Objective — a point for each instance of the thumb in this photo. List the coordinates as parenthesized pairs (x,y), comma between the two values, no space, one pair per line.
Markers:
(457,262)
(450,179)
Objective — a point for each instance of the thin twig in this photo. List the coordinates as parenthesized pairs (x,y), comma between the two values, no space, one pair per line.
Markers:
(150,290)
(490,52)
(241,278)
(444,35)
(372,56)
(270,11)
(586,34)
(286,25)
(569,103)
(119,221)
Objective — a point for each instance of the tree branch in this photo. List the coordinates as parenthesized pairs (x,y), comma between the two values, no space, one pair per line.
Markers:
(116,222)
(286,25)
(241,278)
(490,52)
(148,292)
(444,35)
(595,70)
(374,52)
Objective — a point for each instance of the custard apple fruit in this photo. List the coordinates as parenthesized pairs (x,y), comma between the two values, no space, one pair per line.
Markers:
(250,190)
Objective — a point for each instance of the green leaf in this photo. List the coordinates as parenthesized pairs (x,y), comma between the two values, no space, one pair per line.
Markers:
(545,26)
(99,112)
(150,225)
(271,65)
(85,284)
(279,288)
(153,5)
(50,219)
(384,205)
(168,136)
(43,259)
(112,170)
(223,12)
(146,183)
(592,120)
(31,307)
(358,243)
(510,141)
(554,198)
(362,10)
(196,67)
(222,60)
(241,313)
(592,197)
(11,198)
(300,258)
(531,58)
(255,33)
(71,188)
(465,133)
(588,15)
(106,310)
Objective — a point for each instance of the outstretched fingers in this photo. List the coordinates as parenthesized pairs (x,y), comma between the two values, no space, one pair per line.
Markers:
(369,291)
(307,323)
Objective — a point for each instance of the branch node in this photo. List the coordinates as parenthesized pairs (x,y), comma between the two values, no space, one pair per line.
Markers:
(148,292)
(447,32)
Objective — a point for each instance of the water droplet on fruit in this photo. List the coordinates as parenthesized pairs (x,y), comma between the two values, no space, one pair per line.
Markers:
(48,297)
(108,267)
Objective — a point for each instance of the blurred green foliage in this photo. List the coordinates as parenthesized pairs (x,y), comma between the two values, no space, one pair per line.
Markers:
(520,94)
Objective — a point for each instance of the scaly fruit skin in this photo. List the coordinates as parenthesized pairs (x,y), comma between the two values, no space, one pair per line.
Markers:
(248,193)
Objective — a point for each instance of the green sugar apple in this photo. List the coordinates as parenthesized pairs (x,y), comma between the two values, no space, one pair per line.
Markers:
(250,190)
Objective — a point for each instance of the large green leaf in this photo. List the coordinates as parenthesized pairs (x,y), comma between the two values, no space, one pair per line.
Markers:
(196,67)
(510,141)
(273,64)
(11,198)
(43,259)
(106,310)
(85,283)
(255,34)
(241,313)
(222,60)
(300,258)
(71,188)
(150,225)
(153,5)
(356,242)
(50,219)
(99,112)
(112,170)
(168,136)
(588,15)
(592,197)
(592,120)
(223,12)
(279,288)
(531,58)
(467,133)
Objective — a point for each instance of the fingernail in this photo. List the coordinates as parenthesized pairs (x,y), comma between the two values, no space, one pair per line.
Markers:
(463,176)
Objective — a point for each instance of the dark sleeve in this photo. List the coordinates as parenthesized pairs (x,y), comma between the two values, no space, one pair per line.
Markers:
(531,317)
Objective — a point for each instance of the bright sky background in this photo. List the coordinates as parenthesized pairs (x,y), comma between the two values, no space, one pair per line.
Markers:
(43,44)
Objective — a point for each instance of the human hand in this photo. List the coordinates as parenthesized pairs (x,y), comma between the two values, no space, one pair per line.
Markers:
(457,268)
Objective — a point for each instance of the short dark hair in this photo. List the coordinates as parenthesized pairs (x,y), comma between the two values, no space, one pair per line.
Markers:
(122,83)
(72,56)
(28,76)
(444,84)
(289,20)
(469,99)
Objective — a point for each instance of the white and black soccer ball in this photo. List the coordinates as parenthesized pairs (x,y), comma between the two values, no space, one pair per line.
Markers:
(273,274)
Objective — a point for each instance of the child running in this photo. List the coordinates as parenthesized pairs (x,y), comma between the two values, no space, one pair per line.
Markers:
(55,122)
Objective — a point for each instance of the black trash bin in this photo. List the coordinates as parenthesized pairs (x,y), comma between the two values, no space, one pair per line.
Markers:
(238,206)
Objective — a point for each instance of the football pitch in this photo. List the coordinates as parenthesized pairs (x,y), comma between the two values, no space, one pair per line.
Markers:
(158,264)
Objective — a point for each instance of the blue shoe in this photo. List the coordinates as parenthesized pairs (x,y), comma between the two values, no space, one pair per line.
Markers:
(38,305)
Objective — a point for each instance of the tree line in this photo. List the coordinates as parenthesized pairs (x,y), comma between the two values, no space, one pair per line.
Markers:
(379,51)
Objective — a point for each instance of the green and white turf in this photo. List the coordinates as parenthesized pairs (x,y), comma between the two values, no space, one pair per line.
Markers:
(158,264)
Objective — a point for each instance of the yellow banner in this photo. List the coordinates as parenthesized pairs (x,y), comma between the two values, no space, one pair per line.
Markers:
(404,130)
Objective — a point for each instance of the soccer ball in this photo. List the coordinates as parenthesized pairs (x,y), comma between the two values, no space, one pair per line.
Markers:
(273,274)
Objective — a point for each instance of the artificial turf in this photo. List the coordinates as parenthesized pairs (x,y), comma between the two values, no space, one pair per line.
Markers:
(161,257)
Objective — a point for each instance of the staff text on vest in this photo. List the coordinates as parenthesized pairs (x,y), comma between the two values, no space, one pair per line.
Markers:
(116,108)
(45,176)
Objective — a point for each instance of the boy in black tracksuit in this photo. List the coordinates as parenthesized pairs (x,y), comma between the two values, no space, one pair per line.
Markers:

§ Problem requirements
Copy every record exactly as presented.

§ Complete response
Objective — a point for each instance of the thumb in this photo. List the coordinates as parenthesized pairs (x,y), comma between the two values, no space, one pair per line.
Markers:
(457,262)
(450,179)
Objective — a point for each instance of the thin twig in this photo. List the coordinates as parenthesized pairs (x,y), comma between the two values, no space, one pair per line.
Markers:
(150,290)
(490,52)
(241,278)
(444,35)
(372,56)
(270,11)
(586,34)
(286,25)
(569,103)
(119,221)
Objective — a point for each instance of the tree branch in this photo. List the coordinates as parenthesized pairs (x,y), comma between the two values, no space, one pair per line.
Markers:
(116,222)
(286,25)
(241,278)
(490,52)
(148,292)
(444,35)
(595,70)
(374,52)
Objective — a point for each instance of the custard apple fruit in this photo. List the coordinates as parenthesized pairs (x,y), comma between the two values, no space, one pair per line.
Markers:
(250,190)
Objective — a point for each instance of the green leaf in this photo. List the coordinates as parenthesized pairs (x,y), comma between the two values, no space, one pair per line.
Markers:
(545,26)
(99,112)
(150,225)
(271,65)
(85,284)
(279,288)
(153,5)
(50,219)
(384,205)
(168,136)
(43,259)
(112,170)
(223,12)
(146,183)
(592,120)
(31,307)
(358,243)
(510,141)
(554,198)
(362,10)
(196,67)
(222,60)
(241,313)
(592,197)
(11,198)
(300,258)
(531,58)
(255,33)
(71,188)
(465,133)
(588,15)
(106,310)
Objective — a point for each instance of the outstretched fingers in this photo. List the coordinates as parenthesized pairs (x,y), comma between the two values, no space, one pair per line.
Markers:
(369,291)
(307,323)
Objective — a point for each instance of the branch node in this photo. List the coordinates as parenthesized pairs (x,y), comma between the two values, no space, one pair per line.
Markers:
(148,292)
(447,32)
Objective — a point for each instance of the water droplet on fruit in this photo. List the coordinates as parenthesized pairs (x,y), comma between the two values, no space, one pair per line.
Markers:
(48,297)
(108,267)
Objective — a point for each instance of the blurred green foliage in this photo. List the coordinates as parenthesized pairs (x,y), comma between the two values, no space, one pair per line.
Markers:
(520,94)
Objective — a point for each instance of the scaly fruit skin in this photo. List the coordinates as parenthesized pairs (x,y), comma between the two values, no space, one pair per line.
Markers:
(248,193)
Objective — a point for each instance of the green sugar apple in this photo. List the coordinates as parenthesized pairs (x,y), comma between the two values, no space, one pair per line.
Markers:
(250,190)
Objective — a point for each instance of the large green leaf in this photo. List the coordinates as parenthesized pairs (x,y), comma between the two values, no space, one pair per line.
Markers:
(196,67)
(510,141)
(273,64)
(11,198)
(43,259)
(106,310)
(85,283)
(255,34)
(241,313)
(222,60)
(300,258)
(71,188)
(150,225)
(153,5)
(356,242)
(50,219)
(99,112)
(112,170)
(168,136)
(588,15)
(592,197)
(592,120)
(223,12)
(279,288)
(531,58)
(467,133)
Objective — a point for each instance of the fingernail in this photo. List the coordinates as parenthesized pairs (x,y), comma between the two values, no space, one pair per line.
Markers:
(463,176)
Objective — a point for each instance of the dark sleeve in this photo. List the coordinates as parenthesized pairs (x,y), comma between the two values, no space, one pair per line.
Markers:
(531,317)
Objective — a point for each instance of the bright sky background in this photo. List the coordinates as parenthesized pairs (x,y), comma between the two values, no space, one pair per line.
Markers:
(43,44)
Objective — a point for each instance of the human hand in this photo. List the coordinates as parenthesized pairs (x,y), comma between the two values, no space, one pair per line.
Markers:
(457,268)
Objective — a point for each instance of the short dark hair in this photo. List the coordinates as parenthesized pairs (x,y), comma between the two values, no space, one pair per line.
Markers:
(122,83)
(72,56)
(28,76)
(444,84)
(289,20)
(469,99)
Objective — a point for each instance of the white and black soccer ball in this photo. List the coordinates as parenthesized pairs (x,y), comma between the two values, no space, one pair per line.
Markers:
(273,274)
Objective — a point for each instance of the child running in this photo. List the coordinates as parenthesized pairs (x,y), comma between the two values, no space, one pair per line.
Markers:
(55,122)
Objective — a point for each instance of the black trash bin in this photo. List the coordinates as parenthesized pairs (x,y), comma between the two values, no space, one pair per line.
Markers:
(238,206)
Objective — a point for each instance of the football pitch in this photo. List the coordinates as parenthesized pairs (x,y), comma between the two values, no space, one pair per line.
Markers:
(158,264)
Objective — a point for each instance of the blue shoe in this photo. List the coordinates as parenthesized pairs (x,y), comma between the two values, no space, one pair per line.
Markers:
(38,305)
Objective — a point for each instance of the tree line in this photo. List the coordinates as parenthesized pairs (x,y), comma between the two values, no space, one pair per line.
Markers:
(379,51)
Objective — a point for each instance of the green and white turf in this photo. List the coordinates as parenthesized pairs (x,y), comma between the two values, no space, one pair per line.
Markers:
(158,264)
Objective — a point for each instance of the yellow banner in this photo. List the coordinates as parenthesized pairs (x,y), comma between the two values, no space, one pair per line.
Markers:
(404,130)
Objective — a point for each instance of the soccer ball in this photo. List the coordinates as parenthesized pairs (x,y), comma between the two values, no space, one pair per line.
Markers:
(273,274)
Objective — a point for each instance of the artificial turf in this photo. List the coordinates as parenthesized pairs (x,y), comma between the two values, no space, one pair per line.
Markers:
(161,257)
Objective — a point for each instance of the staff text on vest in this photo. List the coordinates as parenthesized pairs (x,y), comma between the two values, no space, one pair per line.
Markers:
(116,108)
(45,176)
Objective — a point for each instance of the boy in black tracksuit in this photo. List the coordinates as parenthesized pairs (x,y), comma between the two values, no space, one pair per line.
Markers:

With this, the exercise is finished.